Despite being a novice at performing poetry, she won not only the school contest but was also the state winner on March 10.  She received a $200 cash prize for her accomplishment, as well as a $500 stipend for AHS to purchase poetry books. 

Learning how to productively interact with poetry and meeting fellow passionate students were the highlights of the competition, according to Ravichandran.  

Ulrike Lorenz, Ravichandran’s mother, congratulates her after her win at the state Poetry Out Loud finals. (Steven Davis/Virginia Comission for the Arts)

She uses that same passion to help those less fortunate. She is the founder and president of the Students Working Against Hunger club at AHS (SWAHG). She was inspired to start the club her sophomore year when a speaker for the Blue Ridge Area Food Bank came and spoke to her orchestra class. 

“She told us that almost one in six people struggle with hunger, and I think that if you hear that number you want to help. So when I realized there wasn’t a club at Albemarle specifically targeting food insecurity, I just decided to start the club with some friends.” 

“She heard about an issue in class, and instead of saying “that’s too bad,” and going on with her day, Kat actually did something about it,” Lennon said.

SWAHG recently finished a school food drive where they collected almost six tons of food, providing nearly 9,000 meals to families in our community. “It is so inspiring to see students, teachers, and families come together with the common goal of fighting hunger in our community,” Ravichandran said.

_THE TASK_:
Quote the passage about Ravichandran word for word, from "Despite being a" to "her orchestra class.".

_DATA BLOCK_:
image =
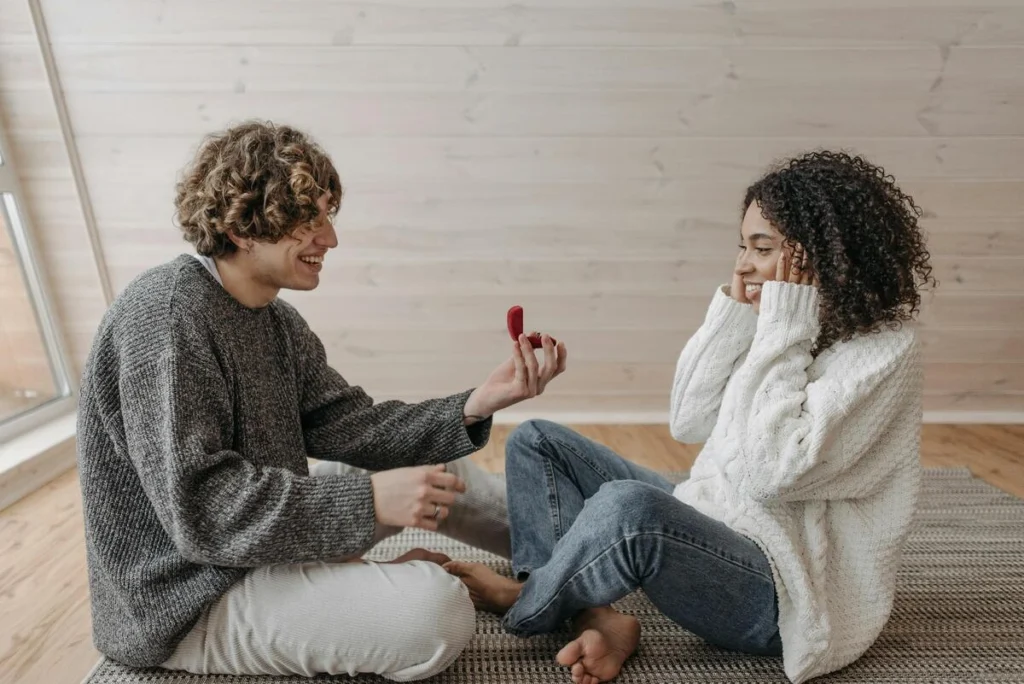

_WRITTEN RESPONSE_:
Despite being a novice at performing poetry, she won not only the school contest but was also the state winner on March 10.  She received a $200 cash prize for her accomplishment, as well as a $500 stipend for AHS to purchase poetry books. 

Learning how to productively interact with poetry and meeting fellow passionate students were the highlights of the competition, according to Ravichandran.  

Ulrike Lorenz, Ravichandran’s mother, congratulates her after her win at the state Poetry Out Loud finals. (Steven Davis/Virginia Comission for the Arts)

She uses that same passion to help those less fortunate. She is the founder and president of the Students Working Against Hunger club at AHS (SWAHG). She was inspired to start the club her sophomore year when a speaker for the Blue Ridge Area Food Bank came and spoke to her orchestra class.